**Source**.
▽

How to Scrape any Website and Extract MetaTags Using JavaScript

·

6 min read

How to Scrape any Website and Extract MetaTags Using JavaScript

Scraper API provides a proxy service designed for web scraping. With over 20 million residential IPs across 12 countries, as well as software that can handle JavaScript rendering and solving CAPTCHAs, you can quickly complete large scraping jobs without ever having to worry about being blocked by any servers. We can use the power of ScraperAPI to extract Metatags such as Title, Description, Keywords, Open Graph Images links, etc. from any website, without dealing with any IP blocks and CAPTCHAs. ScrapperAPI handles it beautifully.

Implementation is extremely simple, and ScraperAPI offers unlimited bandwidth. Proxies are automatically rotated, but users can choose to maintain sessions if required. All you need to do is call the API with the URL that you want to scrape, and it will return the raw HTML. With Scraper API, you just focus on parsing the data, and they’ll handle the rest. Once the data is parsed, we will use the metascraper library to easily scrape Metatags from any website using Open Graph, JSON+LD, regular HTML Metatags, and a series of fallbacks.

△

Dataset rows
▽

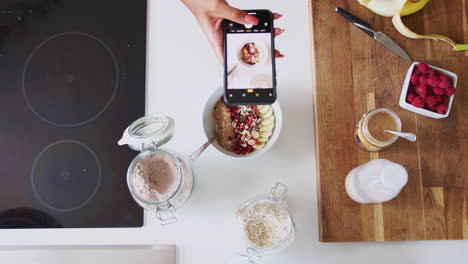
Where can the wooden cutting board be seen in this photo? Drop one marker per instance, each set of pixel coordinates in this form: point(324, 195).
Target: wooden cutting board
point(354, 74)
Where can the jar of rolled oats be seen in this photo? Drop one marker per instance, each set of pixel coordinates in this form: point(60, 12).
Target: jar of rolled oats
point(267, 225)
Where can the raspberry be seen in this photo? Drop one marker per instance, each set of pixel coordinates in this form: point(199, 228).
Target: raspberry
point(423, 80)
point(433, 81)
point(414, 79)
point(431, 73)
point(444, 77)
point(438, 91)
point(423, 67)
point(431, 101)
point(418, 102)
point(441, 109)
point(421, 90)
point(444, 83)
point(445, 99)
point(430, 108)
point(450, 91)
point(410, 97)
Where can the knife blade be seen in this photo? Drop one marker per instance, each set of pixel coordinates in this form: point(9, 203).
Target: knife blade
point(378, 36)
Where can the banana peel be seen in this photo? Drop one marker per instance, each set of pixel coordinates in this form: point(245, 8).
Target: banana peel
point(398, 23)
point(398, 8)
point(413, 6)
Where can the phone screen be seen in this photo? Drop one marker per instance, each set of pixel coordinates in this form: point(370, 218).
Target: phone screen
point(249, 60)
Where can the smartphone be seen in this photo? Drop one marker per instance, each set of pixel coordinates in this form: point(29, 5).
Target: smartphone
point(249, 61)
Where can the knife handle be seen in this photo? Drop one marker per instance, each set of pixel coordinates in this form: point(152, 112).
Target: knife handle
point(354, 19)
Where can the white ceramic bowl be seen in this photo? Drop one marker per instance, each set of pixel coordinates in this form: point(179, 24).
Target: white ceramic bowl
point(422, 111)
point(209, 126)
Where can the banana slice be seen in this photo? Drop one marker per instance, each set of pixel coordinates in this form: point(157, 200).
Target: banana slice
point(266, 134)
point(264, 109)
point(268, 114)
point(268, 122)
point(266, 128)
point(259, 146)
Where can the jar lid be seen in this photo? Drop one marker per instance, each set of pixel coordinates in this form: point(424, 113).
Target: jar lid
point(148, 132)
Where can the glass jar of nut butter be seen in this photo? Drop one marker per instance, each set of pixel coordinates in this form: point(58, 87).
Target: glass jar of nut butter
point(370, 133)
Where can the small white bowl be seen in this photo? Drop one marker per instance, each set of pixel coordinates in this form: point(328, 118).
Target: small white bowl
point(209, 126)
point(422, 111)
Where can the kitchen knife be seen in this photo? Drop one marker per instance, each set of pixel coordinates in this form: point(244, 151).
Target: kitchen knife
point(378, 36)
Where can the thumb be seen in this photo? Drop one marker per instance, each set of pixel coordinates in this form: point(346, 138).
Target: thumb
point(236, 15)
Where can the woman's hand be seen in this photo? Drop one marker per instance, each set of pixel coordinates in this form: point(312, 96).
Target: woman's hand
point(210, 15)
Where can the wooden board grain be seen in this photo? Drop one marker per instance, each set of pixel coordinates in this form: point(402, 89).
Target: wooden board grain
point(354, 74)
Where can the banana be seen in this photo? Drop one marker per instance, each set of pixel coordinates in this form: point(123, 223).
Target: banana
point(259, 146)
point(398, 23)
point(398, 8)
point(265, 130)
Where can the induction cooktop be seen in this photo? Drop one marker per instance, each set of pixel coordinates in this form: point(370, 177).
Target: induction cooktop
point(72, 78)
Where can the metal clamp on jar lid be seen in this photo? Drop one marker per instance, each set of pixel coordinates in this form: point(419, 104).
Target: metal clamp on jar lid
point(267, 225)
point(148, 132)
point(159, 180)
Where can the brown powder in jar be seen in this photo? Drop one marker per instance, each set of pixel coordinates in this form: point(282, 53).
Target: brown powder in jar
point(156, 177)
point(378, 123)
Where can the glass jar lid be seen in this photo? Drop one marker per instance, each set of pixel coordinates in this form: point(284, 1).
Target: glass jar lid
point(148, 132)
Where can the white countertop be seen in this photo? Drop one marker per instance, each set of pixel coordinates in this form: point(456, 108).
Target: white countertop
point(182, 73)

△

**Stated task 1**.
Using the article on scraping metatags with JavaScript, answer these questions:
(a) How many residential IPs does Scraper API have, and across how many countries?
(b) What does the API return when called with the URL you want to scrape?
(c) Which library is used to scrape metatags once the data is parsed?
**Stated task 2**. Pick up the article on scraping metatags with JavaScript after its final sentence and keep writing.

**Written reply 1**.
(a) Over 20 million residential IPs across 12 countries.
(b) The raw HTML.
(c) The metascraper library.

**Written reply 2**.
The steps that we are following for metatags extractions:

  • Use ScraperAPI to scrape a website.
  • Use metascraper library to extract metatags.

Having built many web scrapers, we repeatedly went through the tiresome process of finding proxies, setting up headless browsers, and handling CAPTCHAs. That's why we decided to start Scraper API, it handles all of this for you so you can scrape any page with a simple API call!

— ScrapperAPI Story
As per data, they have handled 5 billion API requests per month for over 1,500 businesses and developers around the world

Implementation

When you sign up for Scraper API you are given an access key. All you need to do is call the API with your key and the URL that you want to scrape, and you will receive the raw HTML of the page as a result. It’s as simple as:

curl "https://api.scraperapi.com?api_key=XYZ&url=https://metascraper.js.org"

On the back end, when Scraper API receives your request, their service accesses the URL via one of their proxy servers, gets the data, and then sends it back to you.

Parse Website

Scraper API exposes a single API endpoint, simply send a GET request to http://api.scraperapi.com with two query string parameters, api_key which contains your API key, and url which contains the url you would like to scrape.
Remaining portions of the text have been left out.